• [Page text]
"""

- Viktoria Schnaderbeck is 'Fit for the Job'
- Mental and physical health is incredibly important in crisis situations
- Austrian captain making good use of the enforced lay-off
Nothing is the same any more. Coronavirus has thrown everyone’s daily lives into turmoil, turned our world upside down and presented us with challenges we have never seen before.
Football has also seen time stand still, with the sport on hold until further notice. Instead of training with your team-mates and looking forward to the business end of domestic competitions, the UEFA Champions League and international qualifiers, players now have to spend most of their time stuck at home. This is also the case for Austrian international Viktoria Schnaderbeck, who has been playing her club football in England with Arsenal since 2018.
"For me personally, on the one hand it’s important that I keep myself fit, and at the same time make sure that I prepare for the time when it all gets going again," she said in an interview with FIFA.com. "The league may well start up again. From my point of view, I would say that every player is obliged to do their level best. On the other hand it’s a challenge when you don’t have any certainty on how and when it will start up again."

"""

• [Exercise instructions]
a - Based on the Viktoria Schnaderbeck article, what makes the lay-off a challenge for her? Answer in one to three sentences.
b - Repeat the passage of the Viktoria Schnaderbeck article between "- Viktoria Schnaderbeck" and "never seen before.", inclusive.
The material that comes next has nothing to do with the Viktoria Schnaderbeck article.

• [Data below]

"""

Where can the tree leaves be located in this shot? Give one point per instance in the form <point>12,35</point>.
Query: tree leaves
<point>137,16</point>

"""

• [Response list]
a - She must keep herself fit and prepare for when play resumes, but she doesn't have any certainty on how and when it will start up again.

b -
- Viktoria Schnaderbeck is 'Fit for the Job'
- Mental and physical health is incredibly important in crisis situations
- Austrian captain making good use of the enforced lay-off
Nothing is the same any more. Coronavirus has thrown everyone’s daily lives into turmoil, turned our world upside down and presented us with challenges we have never seen before.